--- Supplied material Enclosed Below ---

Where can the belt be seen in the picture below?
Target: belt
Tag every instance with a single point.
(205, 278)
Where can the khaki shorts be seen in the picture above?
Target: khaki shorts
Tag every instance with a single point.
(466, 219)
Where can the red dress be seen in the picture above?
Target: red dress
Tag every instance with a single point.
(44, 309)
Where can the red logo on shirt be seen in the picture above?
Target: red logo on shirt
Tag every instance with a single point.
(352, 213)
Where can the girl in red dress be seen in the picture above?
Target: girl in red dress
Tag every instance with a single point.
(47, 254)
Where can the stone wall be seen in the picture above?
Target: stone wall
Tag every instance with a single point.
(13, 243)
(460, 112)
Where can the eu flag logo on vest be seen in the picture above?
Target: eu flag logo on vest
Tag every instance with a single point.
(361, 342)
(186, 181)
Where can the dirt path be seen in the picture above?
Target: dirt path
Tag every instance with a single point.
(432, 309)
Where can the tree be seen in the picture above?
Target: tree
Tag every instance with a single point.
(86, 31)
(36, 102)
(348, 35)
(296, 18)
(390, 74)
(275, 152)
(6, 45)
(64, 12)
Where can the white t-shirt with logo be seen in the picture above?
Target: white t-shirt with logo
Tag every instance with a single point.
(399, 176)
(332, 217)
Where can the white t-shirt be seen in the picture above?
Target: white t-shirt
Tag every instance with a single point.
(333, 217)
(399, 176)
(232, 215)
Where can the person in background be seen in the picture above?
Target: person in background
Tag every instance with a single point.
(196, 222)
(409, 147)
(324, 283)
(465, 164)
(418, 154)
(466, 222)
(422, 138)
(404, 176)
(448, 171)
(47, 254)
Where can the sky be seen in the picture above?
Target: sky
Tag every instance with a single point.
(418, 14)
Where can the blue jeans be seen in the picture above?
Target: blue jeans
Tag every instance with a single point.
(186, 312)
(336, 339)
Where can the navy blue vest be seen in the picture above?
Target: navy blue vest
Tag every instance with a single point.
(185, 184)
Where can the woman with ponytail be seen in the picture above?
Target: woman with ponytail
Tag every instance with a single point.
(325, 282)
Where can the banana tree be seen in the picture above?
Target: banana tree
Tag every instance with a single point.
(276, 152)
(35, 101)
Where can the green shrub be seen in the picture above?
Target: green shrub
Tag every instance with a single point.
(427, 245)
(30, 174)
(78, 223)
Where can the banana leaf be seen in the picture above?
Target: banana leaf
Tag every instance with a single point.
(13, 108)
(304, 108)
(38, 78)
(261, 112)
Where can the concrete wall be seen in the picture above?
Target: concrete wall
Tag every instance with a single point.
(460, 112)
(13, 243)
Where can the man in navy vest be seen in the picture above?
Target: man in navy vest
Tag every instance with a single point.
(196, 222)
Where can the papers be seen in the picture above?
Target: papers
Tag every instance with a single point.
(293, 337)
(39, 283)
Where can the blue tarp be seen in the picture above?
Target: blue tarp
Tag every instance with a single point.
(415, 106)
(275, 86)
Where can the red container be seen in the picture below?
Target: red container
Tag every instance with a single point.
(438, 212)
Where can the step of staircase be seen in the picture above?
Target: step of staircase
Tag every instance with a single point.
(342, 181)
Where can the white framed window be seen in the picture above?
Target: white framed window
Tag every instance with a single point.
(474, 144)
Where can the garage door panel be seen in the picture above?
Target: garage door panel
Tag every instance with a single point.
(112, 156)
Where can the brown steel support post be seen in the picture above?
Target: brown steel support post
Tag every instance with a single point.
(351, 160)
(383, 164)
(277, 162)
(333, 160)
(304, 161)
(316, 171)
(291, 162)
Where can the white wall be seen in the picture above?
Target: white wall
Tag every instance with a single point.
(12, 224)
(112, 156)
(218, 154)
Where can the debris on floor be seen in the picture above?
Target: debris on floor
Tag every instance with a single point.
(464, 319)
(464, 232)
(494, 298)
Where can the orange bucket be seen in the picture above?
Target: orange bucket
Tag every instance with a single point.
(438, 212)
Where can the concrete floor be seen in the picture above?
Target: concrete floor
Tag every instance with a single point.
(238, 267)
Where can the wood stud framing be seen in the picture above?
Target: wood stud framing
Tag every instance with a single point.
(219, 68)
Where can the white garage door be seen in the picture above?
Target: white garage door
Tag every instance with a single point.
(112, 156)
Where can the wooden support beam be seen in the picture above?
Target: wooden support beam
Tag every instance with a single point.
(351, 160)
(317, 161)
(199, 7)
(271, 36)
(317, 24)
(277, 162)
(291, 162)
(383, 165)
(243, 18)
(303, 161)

--- End of Enclosed Supplied material ---

> **Exercise directions**
Starting at the line with "Where can the papers", restate each line through the end of the records, both ends included, and stop there.

> **Exercise result**
Where can the papers be seen in the picture above?
Target: papers
Tag every instance with a single point.
(293, 337)
(39, 283)
Where can the blue tarp be seen in the picture above?
Target: blue tarp
Tag every instance with a single point.
(415, 106)
(275, 86)
Where can the red container be seen in the picture below?
Target: red container
Tag every instance with a single point.
(438, 212)
Where can the step of staircase be seen in the picture above?
Target: step of staircase
Tag every instance with a single point.
(342, 181)
Where can the white framed window be seen in the picture above?
Target: white framed window
Tag every instance with a single point.
(474, 144)
Where can the garage door panel be seen in the picture above?
Target: garage door panel
Tag every instance with a single point.
(112, 156)
Where can the brown steel support post be seen in the picture above?
Target: brown steel support post
Tag every instance with a single point.
(351, 160)
(383, 164)
(277, 162)
(333, 160)
(304, 161)
(316, 171)
(291, 162)
Where can the white wall be seen in the picture above?
Target: white wall
Tag every instance with a single point.
(12, 224)
(112, 156)
(218, 154)
Where can the debris on floor be seen in the picture above?
Target: debris on floor
Tag every instance with a single point.
(464, 319)
(464, 232)
(494, 298)
Where can the orange bucket be seen in the picture above?
Target: orange bucket
Tag every instance with a single point.
(438, 212)
Where can the concrete floor be seen in the picture above?
Target: concrete floor
Tag every instance with a single point.
(238, 267)
Where can the wood stud framing be seen in the picture above?
Target: wood stud framing
Tag every instance with a single point.
(219, 68)
Where can the white garage door be seen in the picture above?
Target: white garage door
Tag every instance with a single point.
(112, 156)
Where can the wooden support beam be seen in the picture above?
Target: wooden support beam
Tag every instance with a single point.
(351, 160)
(317, 161)
(199, 7)
(271, 36)
(317, 24)
(277, 162)
(291, 162)
(383, 165)
(243, 18)
(303, 161)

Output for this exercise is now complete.